[BEGIN Extracted data]
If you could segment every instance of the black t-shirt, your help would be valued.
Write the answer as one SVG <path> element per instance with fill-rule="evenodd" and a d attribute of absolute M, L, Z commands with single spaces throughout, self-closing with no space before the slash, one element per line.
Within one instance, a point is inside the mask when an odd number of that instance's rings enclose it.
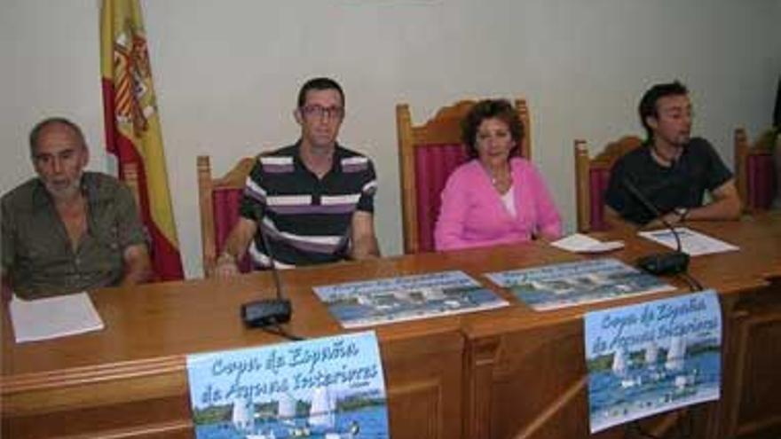
<path fill-rule="evenodd" d="M 730 178 L 732 173 L 707 140 L 691 138 L 681 157 L 668 168 L 653 160 L 651 146 L 646 144 L 613 165 L 605 203 L 624 219 L 644 224 L 656 216 L 629 192 L 627 180 L 664 215 L 675 208 L 702 206 L 706 191 L 713 191 Z"/>

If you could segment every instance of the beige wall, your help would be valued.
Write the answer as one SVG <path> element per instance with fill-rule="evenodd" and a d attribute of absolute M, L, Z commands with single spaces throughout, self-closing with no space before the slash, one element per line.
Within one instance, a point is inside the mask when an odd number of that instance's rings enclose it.
<path fill-rule="evenodd" d="M 0 4 L 0 192 L 32 173 L 26 136 L 81 123 L 104 169 L 96 0 Z M 525 96 L 534 161 L 572 229 L 572 143 L 641 132 L 642 92 L 680 78 L 695 130 L 731 164 L 731 132 L 769 124 L 781 73 L 778 0 L 142 0 L 188 277 L 201 275 L 195 156 L 217 174 L 287 145 L 299 85 L 344 86 L 343 144 L 380 177 L 377 226 L 400 253 L 394 106 L 421 122 L 463 98 Z M 596 149 L 596 147 L 595 147 Z"/>

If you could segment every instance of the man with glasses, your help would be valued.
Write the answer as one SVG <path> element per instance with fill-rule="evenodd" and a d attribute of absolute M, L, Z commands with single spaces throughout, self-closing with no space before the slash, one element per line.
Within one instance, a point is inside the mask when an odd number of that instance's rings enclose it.
<path fill-rule="evenodd" d="M 260 269 L 272 258 L 279 268 L 293 268 L 380 254 L 374 165 L 336 142 L 344 117 L 342 87 L 329 78 L 306 82 L 294 116 L 301 138 L 258 157 L 239 221 L 217 258 L 217 276 L 238 273 L 248 251 Z"/>
<path fill-rule="evenodd" d="M 638 110 L 648 140 L 611 170 L 605 192 L 608 221 L 617 226 L 624 221 L 660 225 L 641 196 L 671 224 L 737 219 L 740 199 L 732 173 L 707 140 L 691 137 L 686 87 L 678 82 L 654 85 L 643 96 Z M 711 198 L 707 203 L 703 200 L 706 192 Z"/>

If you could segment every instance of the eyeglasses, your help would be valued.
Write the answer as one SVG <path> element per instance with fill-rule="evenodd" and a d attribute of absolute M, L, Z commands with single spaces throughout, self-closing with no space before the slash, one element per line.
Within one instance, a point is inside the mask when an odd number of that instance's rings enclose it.
<path fill-rule="evenodd" d="M 341 106 L 305 106 L 301 107 L 304 115 L 309 118 L 321 119 L 323 116 L 328 119 L 342 119 L 344 116 L 344 108 Z"/>

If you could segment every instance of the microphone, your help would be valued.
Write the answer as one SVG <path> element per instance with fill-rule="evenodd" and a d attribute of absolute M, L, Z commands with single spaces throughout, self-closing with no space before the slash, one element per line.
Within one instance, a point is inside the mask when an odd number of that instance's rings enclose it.
<path fill-rule="evenodd" d="M 262 218 L 262 216 L 256 216 Z M 263 224 L 258 223 L 258 233 L 263 239 L 263 245 L 266 248 L 266 254 L 271 261 L 272 277 L 274 279 L 274 287 L 277 290 L 277 297 L 274 299 L 261 299 L 241 305 L 241 320 L 244 325 L 251 328 L 276 326 L 277 325 L 290 321 L 293 314 L 293 307 L 290 301 L 282 296 L 282 283 L 280 280 L 280 272 L 274 263 L 273 252 L 269 245 L 268 239 L 263 231 Z"/>
<path fill-rule="evenodd" d="M 681 237 L 678 236 L 678 231 L 675 231 L 675 228 L 665 219 L 664 215 L 659 212 L 659 208 L 657 208 L 657 207 L 654 206 L 639 189 L 637 189 L 637 186 L 632 184 L 631 180 L 625 178 L 623 183 L 624 186 L 629 190 L 629 192 L 631 192 L 632 195 L 634 195 L 635 198 L 645 207 L 645 208 L 651 210 L 651 213 L 652 213 L 657 219 L 661 221 L 675 238 L 675 251 L 657 253 L 641 257 L 637 260 L 637 266 L 644 271 L 656 275 L 685 272 L 689 269 L 689 255 L 682 251 Z"/>

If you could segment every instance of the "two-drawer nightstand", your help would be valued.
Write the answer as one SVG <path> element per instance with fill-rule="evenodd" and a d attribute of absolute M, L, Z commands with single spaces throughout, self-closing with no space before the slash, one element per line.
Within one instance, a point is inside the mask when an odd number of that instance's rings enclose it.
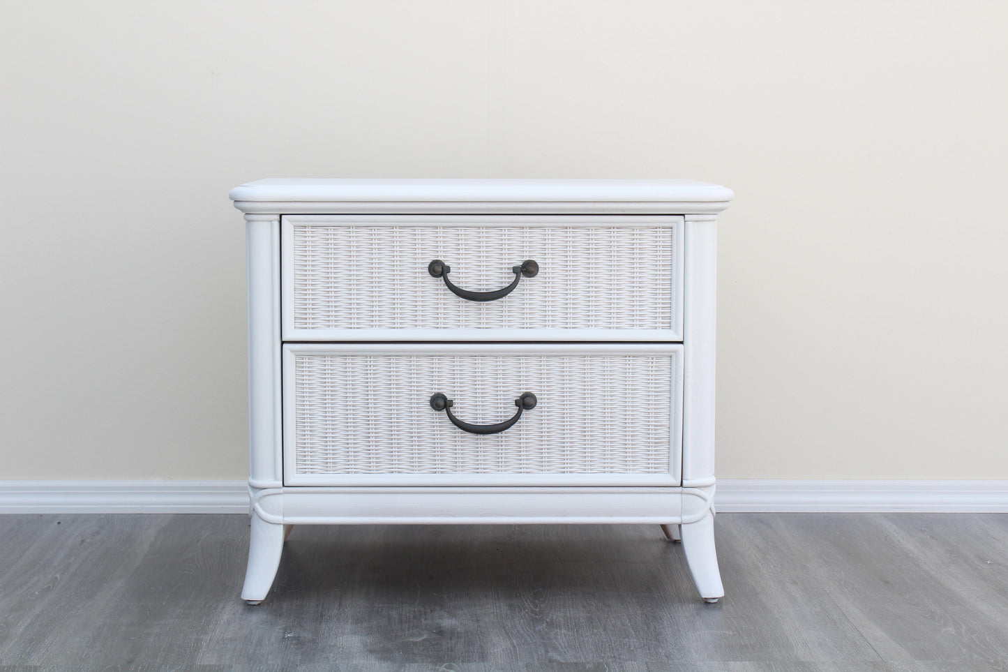
<path fill-rule="evenodd" d="M 262 600 L 297 524 L 652 523 L 714 546 L 717 215 L 675 180 L 261 180 L 248 233 Z"/>

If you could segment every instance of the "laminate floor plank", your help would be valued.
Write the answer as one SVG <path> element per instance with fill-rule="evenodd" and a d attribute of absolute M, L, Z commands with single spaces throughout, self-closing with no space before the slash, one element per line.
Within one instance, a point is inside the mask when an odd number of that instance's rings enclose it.
<path fill-rule="evenodd" d="M 979 533 L 979 525 L 971 535 L 964 521 L 951 518 L 927 520 L 958 525 L 972 548 L 985 555 L 1008 541 Z M 920 521 L 913 514 L 861 514 L 855 525 L 849 519 L 793 515 L 786 523 L 774 520 L 772 527 L 884 660 L 1005 664 L 1008 618 L 989 618 L 992 610 L 1001 610 L 989 595 L 980 597 L 981 606 L 976 594 L 956 589 L 957 584 L 984 581 L 978 572 L 986 569 L 967 562 L 938 567 L 935 556 L 949 555 L 956 546 L 948 540 L 932 539 L 927 548 L 908 547 Z"/>
<path fill-rule="evenodd" d="M 248 526 L 0 517 L 0 672 L 1008 670 L 1004 515 L 722 514 L 713 605 L 604 525 L 299 526 L 249 606 Z"/>

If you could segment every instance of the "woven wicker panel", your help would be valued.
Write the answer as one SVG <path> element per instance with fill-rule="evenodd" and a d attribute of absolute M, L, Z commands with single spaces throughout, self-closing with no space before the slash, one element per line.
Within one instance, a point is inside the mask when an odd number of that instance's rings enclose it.
<path fill-rule="evenodd" d="M 671 329 L 675 238 L 659 226 L 293 226 L 295 329 Z M 498 301 L 453 295 L 427 264 L 474 292 L 535 277 Z"/>
<path fill-rule="evenodd" d="M 298 474 L 668 473 L 672 357 L 319 355 L 293 358 Z M 538 405 L 477 436 L 524 391 Z M 677 402 L 676 402 L 677 403 Z"/>

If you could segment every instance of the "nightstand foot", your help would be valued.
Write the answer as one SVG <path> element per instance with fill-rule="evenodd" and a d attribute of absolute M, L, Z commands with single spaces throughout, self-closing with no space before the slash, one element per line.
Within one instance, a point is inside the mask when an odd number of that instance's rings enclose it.
<path fill-rule="evenodd" d="M 662 525 L 661 531 L 665 533 L 665 539 L 670 542 L 675 542 L 678 544 L 682 541 L 682 535 L 679 534 L 678 525 Z"/>
<path fill-rule="evenodd" d="M 266 597 L 273 578 L 280 566 L 283 551 L 283 525 L 267 523 L 252 515 L 252 530 L 249 536 L 249 564 L 245 570 L 245 587 L 242 599 L 248 603 L 258 603 Z"/>
<path fill-rule="evenodd" d="M 697 590 L 705 602 L 717 601 L 724 597 L 725 588 L 721 584 L 718 569 L 718 555 L 714 548 L 714 514 L 708 511 L 696 523 L 681 526 L 682 549 L 686 554 L 689 573 L 692 574 Z"/>

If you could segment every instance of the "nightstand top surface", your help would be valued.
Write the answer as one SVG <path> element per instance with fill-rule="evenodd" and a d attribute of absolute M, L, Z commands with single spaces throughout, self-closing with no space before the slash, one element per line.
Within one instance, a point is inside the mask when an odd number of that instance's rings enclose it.
<path fill-rule="evenodd" d="M 462 211 L 466 204 L 501 204 L 535 208 L 551 204 L 550 212 L 717 213 L 728 207 L 732 191 L 692 180 L 348 180 L 268 179 L 231 190 L 231 200 L 243 212 L 311 212 L 336 204 L 373 204 L 387 210 L 437 209 Z M 295 204 L 302 204 L 298 207 Z M 563 204 L 571 204 L 564 206 Z M 586 207 L 593 204 L 592 207 Z"/>

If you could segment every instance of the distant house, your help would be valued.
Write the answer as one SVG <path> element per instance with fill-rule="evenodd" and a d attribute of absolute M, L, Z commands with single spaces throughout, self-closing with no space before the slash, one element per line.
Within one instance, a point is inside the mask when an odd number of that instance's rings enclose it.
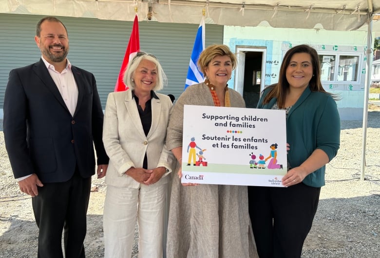
<path fill-rule="evenodd" d="M 380 59 L 372 62 L 372 69 L 371 73 L 371 85 L 377 84 L 380 86 Z"/>

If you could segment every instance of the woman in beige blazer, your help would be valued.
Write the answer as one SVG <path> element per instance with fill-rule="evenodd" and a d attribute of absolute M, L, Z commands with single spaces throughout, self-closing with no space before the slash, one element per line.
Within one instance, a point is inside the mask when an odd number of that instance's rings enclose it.
<path fill-rule="evenodd" d="M 103 227 L 105 257 L 130 257 L 136 219 L 139 257 L 162 257 L 165 198 L 174 159 L 165 144 L 172 104 L 155 93 L 166 79 L 154 56 L 139 52 L 124 81 L 130 89 L 110 93 L 103 141 L 110 164 Z"/>

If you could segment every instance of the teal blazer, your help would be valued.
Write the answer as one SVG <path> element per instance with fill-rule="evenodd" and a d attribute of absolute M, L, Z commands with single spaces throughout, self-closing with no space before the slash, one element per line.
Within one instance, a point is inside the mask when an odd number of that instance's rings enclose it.
<path fill-rule="evenodd" d="M 264 89 L 257 108 L 270 109 L 277 103 L 273 98 L 264 104 L 263 100 L 272 88 Z M 316 149 L 328 156 L 329 161 L 337 155 L 340 145 L 341 120 L 337 103 L 326 93 L 305 89 L 293 105 L 286 118 L 286 142 L 290 150 L 287 159 L 292 168 L 299 166 Z M 325 166 L 309 174 L 303 182 L 314 187 L 324 185 Z"/>

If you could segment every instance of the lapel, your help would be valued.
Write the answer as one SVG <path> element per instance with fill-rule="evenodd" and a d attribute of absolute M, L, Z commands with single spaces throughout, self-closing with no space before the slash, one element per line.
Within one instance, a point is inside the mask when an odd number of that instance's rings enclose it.
<path fill-rule="evenodd" d="M 295 110 L 297 107 L 300 106 L 300 105 L 301 105 L 302 103 L 305 101 L 305 100 L 307 98 L 307 97 L 309 96 L 310 93 L 311 93 L 311 90 L 310 89 L 310 86 L 307 86 L 307 87 L 306 87 L 305 90 L 302 93 L 301 97 L 300 97 L 300 98 L 297 101 L 297 102 L 296 102 L 293 105 L 292 108 L 290 108 L 290 110 L 289 110 L 289 113 L 287 114 L 286 120 L 289 119 L 289 117 L 290 116 L 290 115 L 291 115 L 293 112 Z"/>
<path fill-rule="evenodd" d="M 49 73 L 49 71 L 48 71 L 46 67 L 45 66 L 45 63 L 43 62 L 42 59 L 40 59 L 39 62 L 34 64 L 33 69 L 36 74 L 39 77 L 45 85 L 45 86 L 46 86 L 48 89 L 53 94 L 56 99 L 57 99 L 58 102 L 59 102 L 70 114 L 70 111 L 67 108 L 67 106 L 66 106 L 65 102 L 63 101 L 63 99 L 62 98 L 62 96 L 59 93 L 59 91 L 58 90 L 58 87 L 52 78 L 52 77 L 50 76 L 50 74 Z"/>
<path fill-rule="evenodd" d="M 140 137 L 143 139 L 146 138 L 145 134 L 144 133 L 144 129 L 142 128 L 142 124 L 141 124 L 141 120 L 140 119 L 140 115 L 138 114 L 138 110 L 137 110 L 137 106 L 136 104 L 136 102 L 132 98 L 132 90 L 131 89 L 127 89 L 125 91 L 125 100 L 124 103 L 125 103 L 125 107 L 127 109 L 127 112 L 132 118 L 132 122 L 134 125 L 134 126 L 137 129 L 136 132 L 138 132 L 140 135 Z M 152 118 L 152 120 L 153 118 Z M 127 122 L 126 121 L 126 122 Z M 130 122 L 129 121 L 128 121 Z"/>
<path fill-rule="evenodd" d="M 161 117 L 161 103 L 160 99 L 152 98 L 152 125 L 147 137 L 151 137 L 158 126 Z"/>
<path fill-rule="evenodd" d="M 75 66 L 71 66 L 71 71 L 73 72 L 73 75 L 74 76 L 75 82 L 76 83 L 76 86 L 78 88 L 78 100 L 76 102 L 76 106 L 75 108 L 74 115 L 76 114 L 80 105 L 82 104 L 82 101 L 83 99 L 83 94 L 84 92 L 84 82 L 83 81 L 83 75 L 80 71 Z"/>

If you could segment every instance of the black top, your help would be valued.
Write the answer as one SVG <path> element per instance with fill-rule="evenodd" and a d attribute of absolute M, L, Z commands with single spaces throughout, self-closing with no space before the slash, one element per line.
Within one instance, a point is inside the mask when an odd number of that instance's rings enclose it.
<path fill-rule="evenodd" d="M 137 106 L 138 114 L 140 115 L 140 120 L 141 120 L 141 124 L 143 126 L 144 133 L 145 136 L 148 135 L 149 130 L 152 125 L 152 98 L 154 98 L 157 100 L 159 99 L 154 91 L 151 91 L 151 99 L 145 103 L 145 109 L 143 110 L 141 106 L 138 104 L 138 98 L 134 94 L 134 90 L 132 90 L 132 98 L 134 98 L 136 102 L 136 105 Z M 148 169 L 148 156 L 147 153 L 145 153 L 145 156 L 144 157 L 144 162 L 143 163 L 143 168 Z"/>

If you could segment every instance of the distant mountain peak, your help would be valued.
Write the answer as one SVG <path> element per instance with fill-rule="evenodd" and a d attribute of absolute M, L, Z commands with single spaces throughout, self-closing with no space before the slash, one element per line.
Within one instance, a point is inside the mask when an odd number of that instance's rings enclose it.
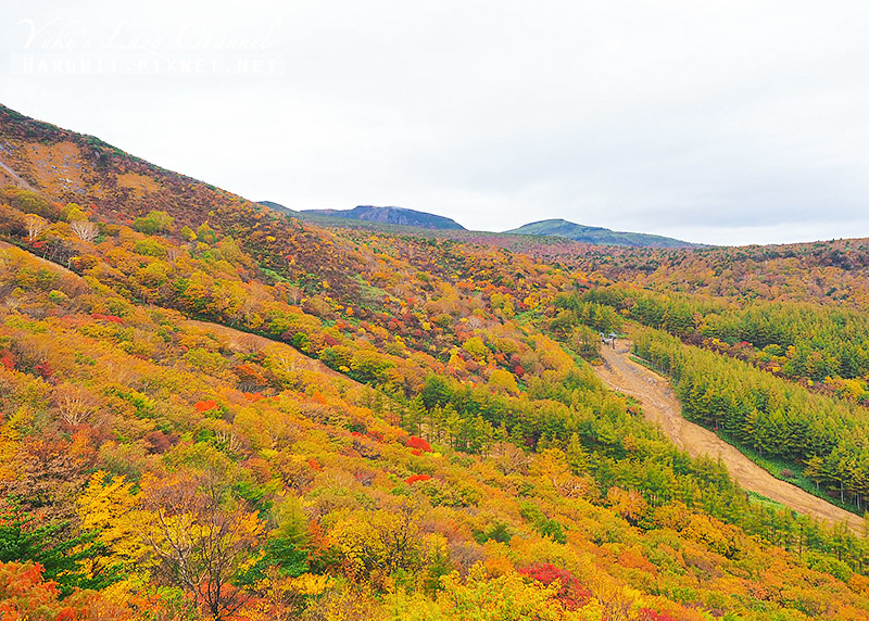
<path fill-rule="evenodd" d="M 583 243 L 651 248 L 691 248 L 700 244 L 650 233 L 614 231 L 604 227 L 578 225 L 562 218 L 539 220 L 504 231 L 513 235 L 554 236 Z"/>
<path fill-rule="evenodd" d="M 417 212 L 407 207 L 377 207 L 374 205 L 357 205 L 352 210 L 304 210 L 303 214 L 316 214 L 331 218 L 351 220 L 365 220 L 390 225 L 402 225 L 424 229 L 451 229 L 465 230 L 465 227 L 446 216 Z"/>

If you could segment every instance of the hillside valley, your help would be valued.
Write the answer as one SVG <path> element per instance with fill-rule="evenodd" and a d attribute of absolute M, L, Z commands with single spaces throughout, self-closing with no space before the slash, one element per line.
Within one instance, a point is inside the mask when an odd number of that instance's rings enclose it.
[END Extracted data]
## Set exercise:
Where the line containing "If you could segment every instance of the distant mountain" appears above, start there and set down each line exactly through the last line of the data; leave out every picture.

## Answer for the task:
If you could segment every instance of the distant mountain peak, your help would be valued.
Write the answer as one SVG <path> element per instance with fill-rule="evenodd" and a d attribute of absolute M, L, Z commands with single spaces throughout, self-closing with no space before the slash, one element per line.
Within one instance, a point is inside the mask when an odd number of that instance's rings enclose it.
<path fill-rule="evenodd" d="M 583 243 L 651 248 L 691 248 L 700 244 L 650 233 L 614 231 L 604 227 L 578 225 L 562 218 L 539 220 L 504 231 L 513 235 L 554 236 Z"/>
<path fill-rule="evenodd" d="M 417 212 L 407 207 L 377 207 L 374 205 L 357 205 L 352 210 L 304 210 L 303 214 L 316 214 L 331 218 L 351 220 L 365 220 L 390 225 L 402 225 L 424 229 L 451 229 L 465 230 L 465 227 L 446 216 Z"/>

If you could segment every instance of the hillside valley, your help would be valued.
Write the answer as one SVG <path> element per instance with fill-rule="evenodd" and a d attribute of absolute M, L, Z commands with single spaces throughout, self-closing with no space before the slash, one element per line.
Within one instance, a point is inside the mask when an odd number of that instance's rings enclose it.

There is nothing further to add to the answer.